TASK PROMPT:
Pictures aside, output each record exactly.

# # #

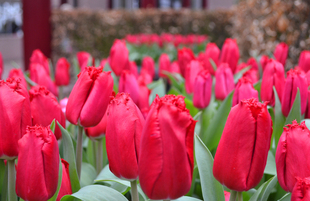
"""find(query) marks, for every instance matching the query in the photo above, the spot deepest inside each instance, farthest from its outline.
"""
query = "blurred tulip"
(230, 54)
(294, 79)
(273, 75)
(224, 81)
(38, 164)
(281, 52)
(91, 92)
(15, 116)
(202, 90)
(244, 90)
(119, 57)
(166, 159)
(292, 158)
(62, 74)
(123, 139)
(241, 155)
(45, 108)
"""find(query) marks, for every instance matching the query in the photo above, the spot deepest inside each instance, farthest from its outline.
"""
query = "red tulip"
(192, 70)
(164, 64)
(244, 90)
(281, 52)
(273, 76)
(15, 116)
(18, 74)
(45, 108)
(185, 56)
(124, 127)
(148, 65)
(242, 152)
(166, 159)
(295, 79)
(62, 74)
(224, 81)
(38, 164)
(38, 57)
(119, 57)
(301, 190)
(91, 92)
(202, 90)
(304, 60)
(212, 52)
(292, 158)
(65, 188)
(230, 54)
(39, 76)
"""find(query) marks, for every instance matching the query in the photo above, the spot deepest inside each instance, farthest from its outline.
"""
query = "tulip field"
(166, 117)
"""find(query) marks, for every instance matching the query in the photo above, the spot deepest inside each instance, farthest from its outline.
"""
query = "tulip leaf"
(212, 190)
(238, 75)
(217, 123)
(295, 112)
(96, 193)
(264, 190)
(279, 119)
(69, 156)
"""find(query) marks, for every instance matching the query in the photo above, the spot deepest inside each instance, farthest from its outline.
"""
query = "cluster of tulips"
(158, 146)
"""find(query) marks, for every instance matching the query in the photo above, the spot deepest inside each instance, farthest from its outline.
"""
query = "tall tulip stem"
(134, 191)
(99, 156)
(11, 180)
(79, 150)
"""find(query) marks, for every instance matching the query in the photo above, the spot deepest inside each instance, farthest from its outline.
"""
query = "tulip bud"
(292, 158)
(123, 140)
(192, 70)
(273, 75)
(15, 116)
(39, 76)
(62, 74)
(45, 108)
(294, 79)
(119, 57)
(164, 64)
(65, 188)
(281, 52)
(224, 81)
(38, 57)
(242, 152)
(212, 52)
(304, 60)
(230, 54)
(91, 92)
(244, 90)
(129, 84)
(38, 164)
(166, 158)
(18, 74)
(148, 65)
(301, 190)
(202, 90)
(185, 56)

# # #

WRITTEN SOLUTION:
"""find(query) marks, for every instance matching the query in the photo above, the spot deepest inside each instance, farthest from its outline.
"""
query = "blurred tulip"
(230, 54)
(294, 79)
(273, 75)
(224, 81)
(38, 164)
(281, 52)
(91, 92)
(15, 116)
(202, 90)
(244, 90)
(119, 57)
(166, 159)
(292, 158)
(62, 74)
(123, 139)
(241, 155)
(45, 108)
"""find(query) marks, for every instance matching the query in the photo above, the spot deepest inside each instance, farthest from its outline.
"""
query = "red tulip"
(192, 70)
(164, 64)
(244, 90)
(281, 52)
(273, 76)
(15, 116)
(18, 74)
(45, 108)
(185, 56)
(124, 127)
(148, 65)
(242, 152)
(166, 159)
(295, 79)
(62, 74)
(224, 81)
(38, 164)
(38, 57)
(119, 57)
(301, 190)
(91, 92)
(202, 90)
(304, 60)
(212, 52)
(292, 158)
(65, 188)
(230, 54)
(39, 76)
"""find(query) marks, for every instance matching the query in the photo above, the spot deepest inside each instance, farthest from its outline.
"""
query = "tulip field"
(166, 117)
"""find(query) marks, for every instance matching the query in the photo above, the spot deepest inside each instance, farthest from its outline.
"""
query = "tulip leaf"
(212, 190)
(238, 75)
(217, 123)
(295, 112)
(96, 193)
(264, 190)
(279, 119)
(69, 156)
"""find(query) marks, for every instance matching the query in the photo above, the spot deepest inside each instance, farthest from its outline.
"""
query = "cluster of tulips"
(158, 146)
"""find(query) marks, for every instance matching the query in the photo above, the spot deepest inside each instance, farthest from its outline.
"""
query = "tall tulip stem"
(134, 191)
(99, 156)
(11, 180)
(79, 150)
"""find(query) marks, for every instance matching the query in the photo above, the spot deepest inside each instance, farthest from its outline.
"""
query = "tulip bud"
(292, 158)
(123, 140)
(192, 70)
(273, 75)
(15, 116)
(39, 76)
(62, 74)
(45, 108)
(294, 79)
(119, 57)
(164, 64)
(65, 188)
(281, 52)
(224, 81)
(38, 57)
(242, 152)
(212, 52)
(304, 60)
(230, 54)
(91, 92)
(244, 90)
(129, 84)
(38, 164)
(166, 158)
(18, 74)
(148, 65)
(301, 190)
(202, 90)
(185, 56)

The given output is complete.